Short problem:
Rewrite the rows from the line containing "Where can you see the green" through the line containing "[[190, 106], [26, 114]]", changing "green grass" to "lawn" and leaving everything else as it is. Give back only those lines.

Rows:
--

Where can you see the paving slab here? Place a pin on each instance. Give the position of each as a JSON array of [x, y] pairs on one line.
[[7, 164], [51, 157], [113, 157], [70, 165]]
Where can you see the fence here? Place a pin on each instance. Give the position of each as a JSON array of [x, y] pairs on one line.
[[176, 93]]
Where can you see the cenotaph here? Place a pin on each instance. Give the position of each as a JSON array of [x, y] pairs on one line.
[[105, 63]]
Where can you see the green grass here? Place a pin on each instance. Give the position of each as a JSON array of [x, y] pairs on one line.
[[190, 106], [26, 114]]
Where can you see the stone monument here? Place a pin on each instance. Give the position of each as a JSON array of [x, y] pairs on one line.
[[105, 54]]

--

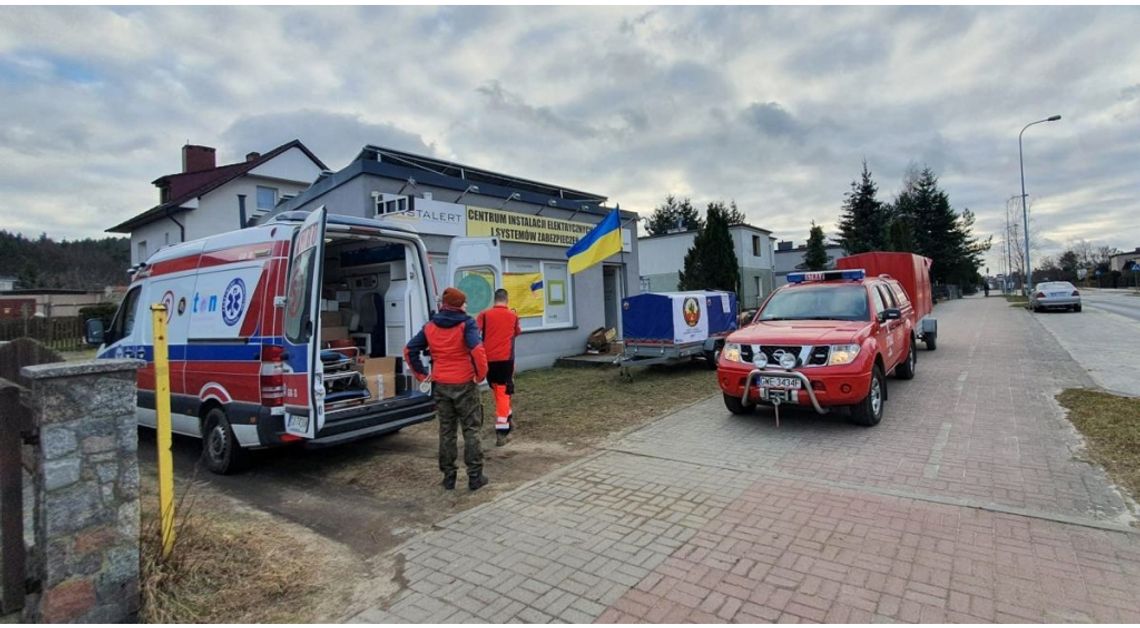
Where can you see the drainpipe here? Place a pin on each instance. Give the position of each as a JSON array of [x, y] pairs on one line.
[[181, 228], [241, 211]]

--

Final answer:
Where can you see the lawn here? Place a pin on each instance. Give the position of each as a JSON array of [x, y] pairs on one line.
[[190, 106], [26, 114]]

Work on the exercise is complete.